* _Entries provided_
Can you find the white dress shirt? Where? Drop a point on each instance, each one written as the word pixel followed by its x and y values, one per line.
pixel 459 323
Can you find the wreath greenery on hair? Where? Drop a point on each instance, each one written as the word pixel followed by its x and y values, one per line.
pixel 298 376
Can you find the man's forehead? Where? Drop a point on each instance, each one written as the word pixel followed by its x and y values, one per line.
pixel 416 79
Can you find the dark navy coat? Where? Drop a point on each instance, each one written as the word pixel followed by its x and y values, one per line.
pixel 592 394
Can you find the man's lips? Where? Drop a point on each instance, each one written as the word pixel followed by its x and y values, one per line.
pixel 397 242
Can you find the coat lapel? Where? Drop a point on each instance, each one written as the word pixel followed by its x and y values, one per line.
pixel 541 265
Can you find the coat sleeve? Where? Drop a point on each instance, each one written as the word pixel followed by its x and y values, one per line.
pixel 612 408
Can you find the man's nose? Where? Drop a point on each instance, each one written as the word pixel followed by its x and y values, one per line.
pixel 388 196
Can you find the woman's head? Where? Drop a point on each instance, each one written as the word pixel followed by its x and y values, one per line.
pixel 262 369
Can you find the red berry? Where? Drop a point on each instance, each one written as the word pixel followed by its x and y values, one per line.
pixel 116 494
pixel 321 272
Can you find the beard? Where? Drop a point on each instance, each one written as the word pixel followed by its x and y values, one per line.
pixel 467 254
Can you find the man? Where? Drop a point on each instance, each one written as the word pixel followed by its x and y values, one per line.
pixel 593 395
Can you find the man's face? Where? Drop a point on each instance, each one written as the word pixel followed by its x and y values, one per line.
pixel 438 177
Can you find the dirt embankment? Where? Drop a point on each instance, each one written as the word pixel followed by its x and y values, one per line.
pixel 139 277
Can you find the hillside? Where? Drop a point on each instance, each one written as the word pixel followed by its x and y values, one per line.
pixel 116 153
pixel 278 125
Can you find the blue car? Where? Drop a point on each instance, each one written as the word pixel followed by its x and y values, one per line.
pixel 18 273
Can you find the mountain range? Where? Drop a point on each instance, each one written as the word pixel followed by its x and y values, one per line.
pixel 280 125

* _Exercise details_
An exact retyping of every line in the records is needed.

* _Problem solution_
Can you find the white dress shirt? Where? Drop a point on each instance, each one written as the word pixel followed by its x and y values, one per line.
pixel 459 323
Can you find the wreath greenery on hair? Where? Drop a point on each instance, each one written as the word pixel followed by its x and y values, one per line.
pixel 298 376
Can you find the man's forehead? Where? Drop a point on each instance, each one written as the word pixel followed by its x and y values, one per line.
pixel 416 79
Can you find the dark navy coat? Where? Drop a point on each instance, each one written as the word pixel followed by its x and y values, one per line.
pixel 592 394
Can you find the man's lips? Where? Drop a point on each instance, each one written as the word pixel followed by its x and y values, one per line.
pixel 397 242
Can you find the coat lapel? Where? Drop a point on each instance, each one written as the word pixel followed by its x and y values, one per line.
pixel 541 265
Can you find the coat sleeve? Where? Drop a point on each instance, each one written as the word pixel followed by its x and y values, one per line.
pixel 612 408
Can you find the man's nose? Where? Drop a point on each instance, each one written as the word pixel followed by its x and y values, one per line.
pixel 388 196
Can you find the woman's head? Where? Drop a point on each instance, each one written as the word pixel followed by its x and y values, one per line.
pixel 262 369
Can you find the red berry? Where? Drop a point on each instance, each one written as the word pixel followed by its x and y values, one per line.
pixel 116 494
pixel 321 272
Can you find the beard? Where? Drop a point on each instance, each one written as the word pixel followed by its x and y values, one per line.
pixel 467 254
Can you find the man? Where? Drop a point on each instance, each one written as the word pixel followed by its x and y values, one per line.
pixel 593 395
Can you find the man's face? Where? Drop a point on each instance, each one written as the word pixel followed by its x and y values, one per line.
pixel 438 177
Can you find the dirt embankment? Where? Drop a point on each instance, each one written as the word pixel followed by its x and y values, one per line.
pixel 139 277
Can you find the hillside? Where? Drop a point on each instance, each one written as the word pixel followed by its x and y values, one per line.
pixel 116 153
pixel 278 125
Can you find the blue car? Where? Drop a point on each instance, each one written as the word pixel followed by its x and y values, one per line.
pixel 18 273
Can you find the mountain range? Where? Drop a point on each instance, each one written as the word pixel followed by its x and y values, one per line.
pixel 280 125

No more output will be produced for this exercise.